What you will do: Pull out each line of the listing below that contains the word "write", treating uppercase and lowercase as different.

Data to process:
»»
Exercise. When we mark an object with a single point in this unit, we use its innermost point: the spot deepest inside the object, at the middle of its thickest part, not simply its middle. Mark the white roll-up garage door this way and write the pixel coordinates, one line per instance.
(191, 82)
««
»»
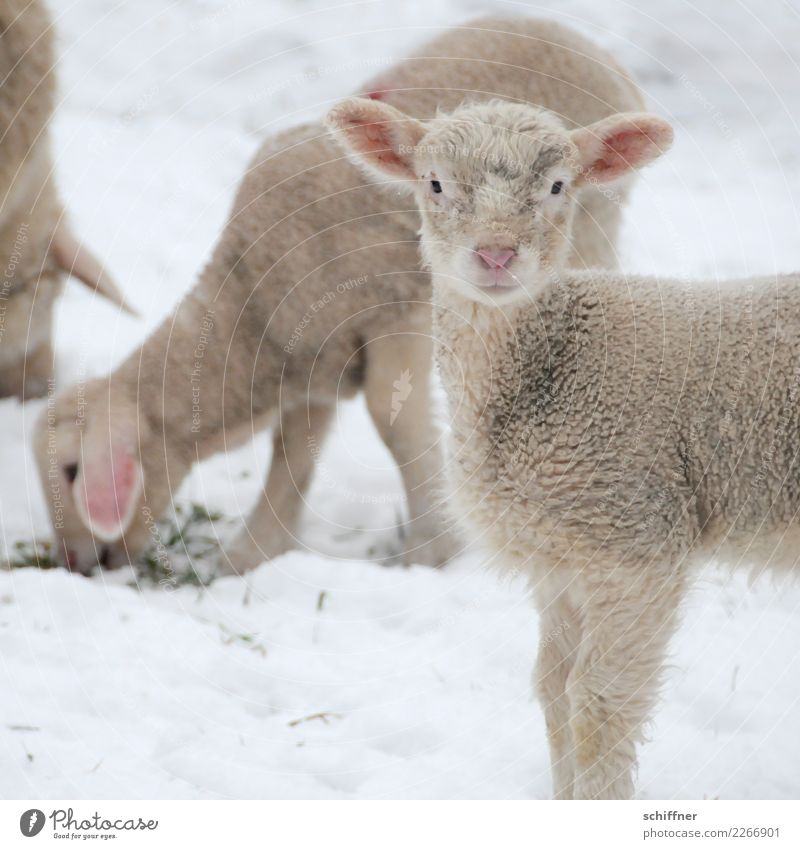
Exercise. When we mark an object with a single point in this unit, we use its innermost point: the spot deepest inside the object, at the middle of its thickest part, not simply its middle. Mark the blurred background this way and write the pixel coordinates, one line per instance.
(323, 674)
««
»»
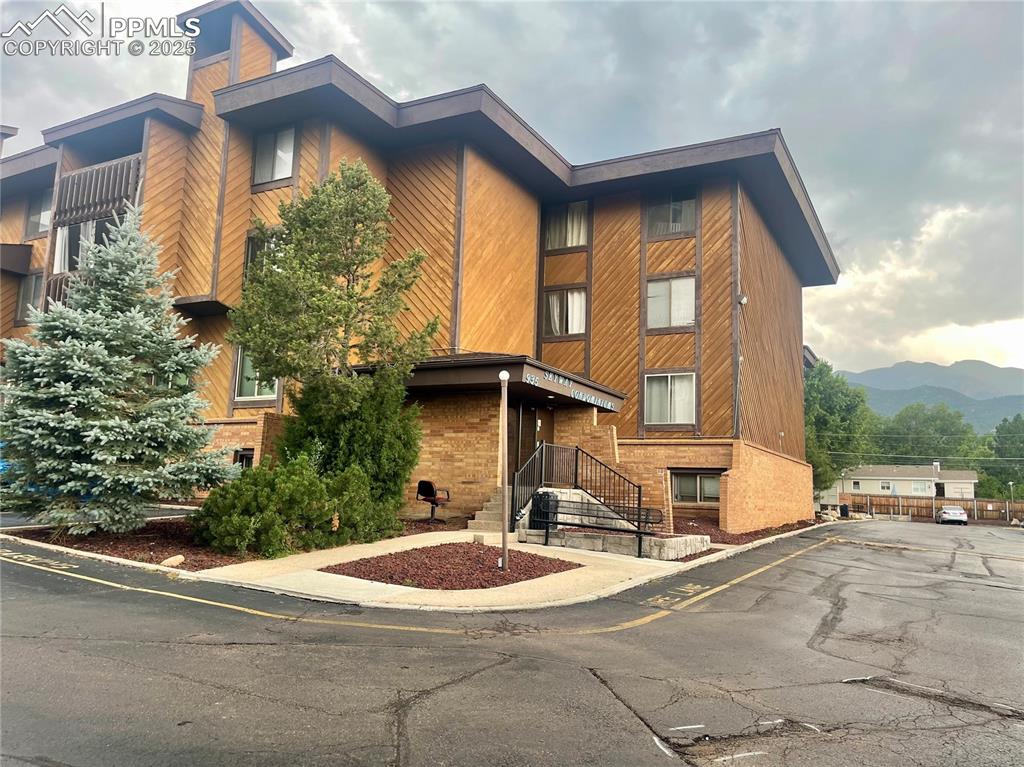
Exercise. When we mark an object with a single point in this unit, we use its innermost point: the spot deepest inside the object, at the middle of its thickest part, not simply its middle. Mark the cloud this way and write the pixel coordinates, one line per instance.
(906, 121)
««
Reply:
Exercise. When we mark an object with a single point in this unit, we use its innermost point: the spot deepest inside the object, at the middle of its thickest part, not simply its middle. Mark the white roll-up garage door this way and write the pixel coordinates, one line per instance.
Exercise. When we mark an object with a single point in this unit, we use its innermost point: the spot deepest inside the object, at the middle of its thickest part, not simply its middle. Mark the blurred background this way and write the pixel coordinates, one line per instance.
Exercise. When we mark an object with a single point in this unit, we use its innermost point: the spot deepest inside the object, at the middle of its thickest part, not simply its middle. Mark the cloud this way and write the pixel coordinates, one line per instance.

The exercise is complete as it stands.